Task description:
Please restate, word for word, the lines below that begin at the one with "Target: mountain range" and end at the one with "The component shall locate one point per instance of the hazy". Leave out all other lines.

Data supplied below:

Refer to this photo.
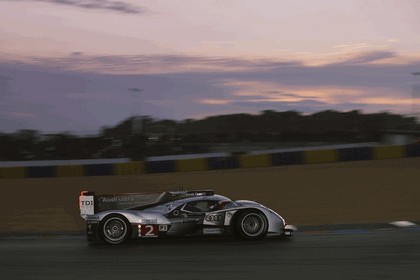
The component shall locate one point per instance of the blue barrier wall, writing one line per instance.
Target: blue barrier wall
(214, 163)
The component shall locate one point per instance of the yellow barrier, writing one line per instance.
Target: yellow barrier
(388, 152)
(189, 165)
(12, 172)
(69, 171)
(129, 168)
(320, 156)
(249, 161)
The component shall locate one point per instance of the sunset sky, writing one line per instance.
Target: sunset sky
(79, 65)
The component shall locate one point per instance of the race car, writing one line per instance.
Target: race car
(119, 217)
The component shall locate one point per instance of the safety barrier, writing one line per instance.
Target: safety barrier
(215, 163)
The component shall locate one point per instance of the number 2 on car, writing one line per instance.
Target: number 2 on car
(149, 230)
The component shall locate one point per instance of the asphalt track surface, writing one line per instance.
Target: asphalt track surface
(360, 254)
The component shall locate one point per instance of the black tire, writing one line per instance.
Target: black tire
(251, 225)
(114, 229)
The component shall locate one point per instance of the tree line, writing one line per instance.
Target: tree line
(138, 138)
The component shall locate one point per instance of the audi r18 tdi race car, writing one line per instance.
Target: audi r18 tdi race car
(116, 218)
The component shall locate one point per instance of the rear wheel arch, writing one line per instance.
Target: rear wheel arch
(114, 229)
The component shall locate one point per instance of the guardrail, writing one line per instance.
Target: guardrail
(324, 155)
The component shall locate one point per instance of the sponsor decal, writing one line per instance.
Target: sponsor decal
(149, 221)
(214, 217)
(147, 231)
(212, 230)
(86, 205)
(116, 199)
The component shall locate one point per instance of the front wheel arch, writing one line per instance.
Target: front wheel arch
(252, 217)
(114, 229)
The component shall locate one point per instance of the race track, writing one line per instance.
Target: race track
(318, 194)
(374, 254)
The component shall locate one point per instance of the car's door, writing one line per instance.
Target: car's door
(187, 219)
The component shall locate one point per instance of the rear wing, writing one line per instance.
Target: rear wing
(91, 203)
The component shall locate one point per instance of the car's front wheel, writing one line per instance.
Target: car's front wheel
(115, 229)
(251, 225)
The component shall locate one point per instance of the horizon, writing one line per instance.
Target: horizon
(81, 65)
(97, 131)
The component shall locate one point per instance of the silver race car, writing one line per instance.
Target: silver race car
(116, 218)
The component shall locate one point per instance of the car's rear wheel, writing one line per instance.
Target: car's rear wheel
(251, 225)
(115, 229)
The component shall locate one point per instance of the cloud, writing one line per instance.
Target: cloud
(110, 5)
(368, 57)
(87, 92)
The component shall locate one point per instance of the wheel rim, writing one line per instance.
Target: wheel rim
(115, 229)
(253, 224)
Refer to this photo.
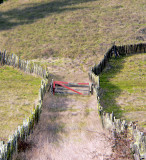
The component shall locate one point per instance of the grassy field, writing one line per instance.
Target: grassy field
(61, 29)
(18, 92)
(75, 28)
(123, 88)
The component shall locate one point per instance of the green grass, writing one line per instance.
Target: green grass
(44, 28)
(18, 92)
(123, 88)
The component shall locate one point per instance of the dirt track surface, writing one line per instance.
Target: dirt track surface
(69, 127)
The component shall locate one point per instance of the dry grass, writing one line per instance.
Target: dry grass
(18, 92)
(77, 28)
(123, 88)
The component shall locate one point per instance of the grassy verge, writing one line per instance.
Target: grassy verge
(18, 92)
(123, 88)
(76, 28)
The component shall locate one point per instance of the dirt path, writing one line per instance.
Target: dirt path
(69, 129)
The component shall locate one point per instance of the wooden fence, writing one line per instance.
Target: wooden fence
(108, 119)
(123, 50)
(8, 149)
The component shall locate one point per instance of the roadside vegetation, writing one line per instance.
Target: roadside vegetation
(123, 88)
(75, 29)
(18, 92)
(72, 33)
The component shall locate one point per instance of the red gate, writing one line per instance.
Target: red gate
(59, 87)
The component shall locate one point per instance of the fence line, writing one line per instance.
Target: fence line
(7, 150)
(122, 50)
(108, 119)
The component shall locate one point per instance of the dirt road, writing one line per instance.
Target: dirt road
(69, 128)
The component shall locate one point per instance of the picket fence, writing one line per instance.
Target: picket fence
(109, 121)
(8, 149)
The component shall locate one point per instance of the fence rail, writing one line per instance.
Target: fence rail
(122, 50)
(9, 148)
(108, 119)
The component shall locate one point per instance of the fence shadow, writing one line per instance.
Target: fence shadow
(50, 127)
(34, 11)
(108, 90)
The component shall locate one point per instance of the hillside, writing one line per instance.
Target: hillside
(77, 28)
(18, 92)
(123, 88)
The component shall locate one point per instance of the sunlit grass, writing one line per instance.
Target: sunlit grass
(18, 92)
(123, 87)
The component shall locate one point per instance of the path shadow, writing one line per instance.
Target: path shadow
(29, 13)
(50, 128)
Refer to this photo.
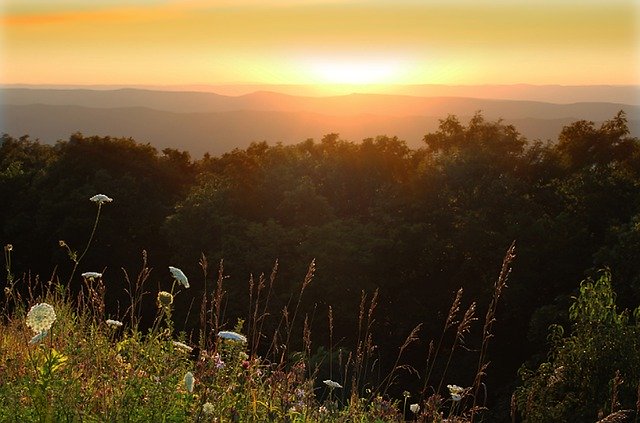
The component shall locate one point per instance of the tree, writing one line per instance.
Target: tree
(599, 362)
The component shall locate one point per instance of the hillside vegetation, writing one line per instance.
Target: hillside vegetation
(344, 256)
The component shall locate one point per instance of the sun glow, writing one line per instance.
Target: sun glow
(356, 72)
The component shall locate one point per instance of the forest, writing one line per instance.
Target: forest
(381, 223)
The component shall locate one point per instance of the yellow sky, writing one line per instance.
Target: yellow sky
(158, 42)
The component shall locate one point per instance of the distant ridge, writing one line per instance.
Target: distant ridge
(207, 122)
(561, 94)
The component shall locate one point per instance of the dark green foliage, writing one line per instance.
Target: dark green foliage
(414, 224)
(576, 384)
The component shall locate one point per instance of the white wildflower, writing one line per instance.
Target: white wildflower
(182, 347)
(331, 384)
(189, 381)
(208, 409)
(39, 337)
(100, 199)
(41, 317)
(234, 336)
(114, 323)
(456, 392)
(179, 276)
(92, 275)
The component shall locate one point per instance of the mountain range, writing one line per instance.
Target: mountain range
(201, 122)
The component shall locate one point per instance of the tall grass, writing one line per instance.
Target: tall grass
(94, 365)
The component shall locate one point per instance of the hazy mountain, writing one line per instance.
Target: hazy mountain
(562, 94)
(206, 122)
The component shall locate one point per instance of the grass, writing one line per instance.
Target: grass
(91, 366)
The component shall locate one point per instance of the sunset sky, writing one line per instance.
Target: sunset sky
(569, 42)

End of Data supplied.

Completed exercise:
Target: mountain range
(201, 122)
The component shall locate one point per instance of the tall grass, writing one line per instance.
Target: tall grass
(94, 365)
The component shall locate one point per instance of the hazy mountain, writing one line per instance.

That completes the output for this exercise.